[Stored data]

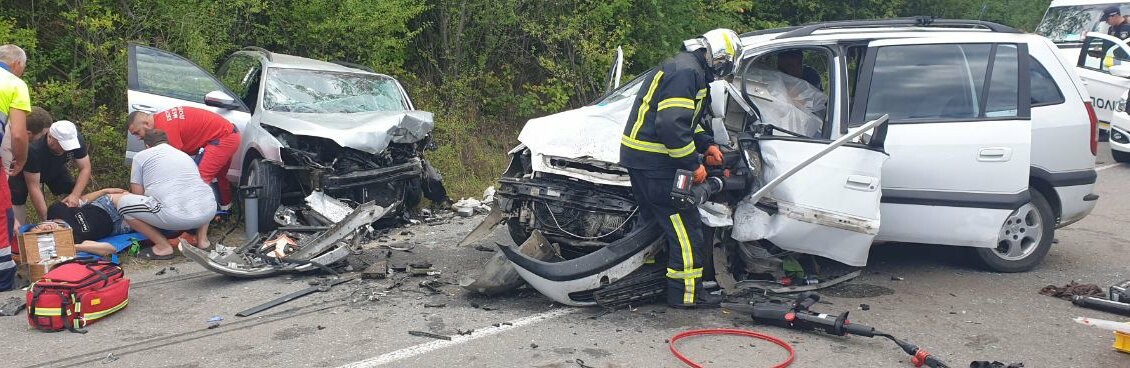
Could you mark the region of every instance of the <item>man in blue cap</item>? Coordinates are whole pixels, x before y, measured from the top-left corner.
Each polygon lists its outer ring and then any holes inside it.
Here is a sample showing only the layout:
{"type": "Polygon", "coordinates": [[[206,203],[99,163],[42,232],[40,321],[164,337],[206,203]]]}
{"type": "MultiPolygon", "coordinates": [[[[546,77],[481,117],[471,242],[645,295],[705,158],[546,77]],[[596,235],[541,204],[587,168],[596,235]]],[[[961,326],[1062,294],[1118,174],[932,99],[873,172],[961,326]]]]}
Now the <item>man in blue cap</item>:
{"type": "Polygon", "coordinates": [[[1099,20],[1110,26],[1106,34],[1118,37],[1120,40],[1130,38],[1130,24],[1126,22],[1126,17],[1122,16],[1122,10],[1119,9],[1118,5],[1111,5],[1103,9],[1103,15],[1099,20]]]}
...
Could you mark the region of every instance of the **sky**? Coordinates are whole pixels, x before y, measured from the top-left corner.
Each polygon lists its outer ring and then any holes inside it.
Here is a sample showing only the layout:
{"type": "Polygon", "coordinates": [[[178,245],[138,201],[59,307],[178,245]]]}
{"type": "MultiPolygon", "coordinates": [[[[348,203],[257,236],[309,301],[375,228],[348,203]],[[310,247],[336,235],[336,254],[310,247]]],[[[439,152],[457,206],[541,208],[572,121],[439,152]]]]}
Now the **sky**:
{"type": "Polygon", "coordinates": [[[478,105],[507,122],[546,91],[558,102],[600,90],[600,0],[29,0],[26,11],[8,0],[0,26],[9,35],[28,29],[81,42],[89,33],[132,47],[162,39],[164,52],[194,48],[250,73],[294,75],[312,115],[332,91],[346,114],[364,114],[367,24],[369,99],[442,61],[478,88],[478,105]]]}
* * *
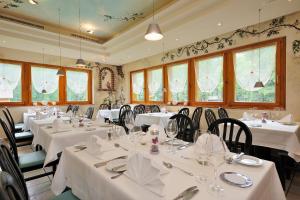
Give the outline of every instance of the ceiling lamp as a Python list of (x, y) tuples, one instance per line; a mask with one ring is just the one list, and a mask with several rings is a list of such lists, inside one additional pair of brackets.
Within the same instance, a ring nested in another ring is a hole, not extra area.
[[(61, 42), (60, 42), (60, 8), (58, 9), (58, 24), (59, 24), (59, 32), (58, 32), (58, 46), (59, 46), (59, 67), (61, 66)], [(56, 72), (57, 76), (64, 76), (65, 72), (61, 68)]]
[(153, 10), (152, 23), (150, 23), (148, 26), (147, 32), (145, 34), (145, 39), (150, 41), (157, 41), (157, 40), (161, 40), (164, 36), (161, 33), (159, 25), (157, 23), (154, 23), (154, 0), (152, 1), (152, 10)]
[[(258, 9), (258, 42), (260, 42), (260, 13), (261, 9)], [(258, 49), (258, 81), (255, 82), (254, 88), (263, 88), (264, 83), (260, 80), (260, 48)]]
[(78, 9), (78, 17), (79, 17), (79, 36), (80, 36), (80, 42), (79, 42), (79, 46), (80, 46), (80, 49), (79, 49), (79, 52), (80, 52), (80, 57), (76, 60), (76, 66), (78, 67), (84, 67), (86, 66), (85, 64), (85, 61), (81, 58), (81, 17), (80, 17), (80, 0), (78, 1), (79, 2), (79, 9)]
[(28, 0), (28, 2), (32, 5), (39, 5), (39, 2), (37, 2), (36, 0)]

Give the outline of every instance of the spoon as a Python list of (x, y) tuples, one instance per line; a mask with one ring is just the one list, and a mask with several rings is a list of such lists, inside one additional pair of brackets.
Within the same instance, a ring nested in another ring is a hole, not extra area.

WHAT THE TASK ASKS
Could you find each line in the entries that contains the string "region" and copy it?

EXERCISE RESULT
Could you mark the region of every instance of the <item>man in blue cap</item>? Coordinates are whole pixels, x before y, measured from the top-left corner.
Could you mark the region of every instance of the **sky**? Coordinates are whole pixels, x before y, measured from the top-left corner.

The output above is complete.